● Exercise brief: Copy the data exactly, line for line.

[Records contained in a dataset]
══════════════════════════════

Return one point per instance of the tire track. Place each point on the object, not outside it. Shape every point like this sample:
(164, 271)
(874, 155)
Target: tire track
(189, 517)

══════════════════════════════

● Response area:
Return one point per instance of the tire track. Place each point on the object, not outside it. Shape every point like this sample:
(164, 271)
(874, 155)
Target: tire track
(189, 517)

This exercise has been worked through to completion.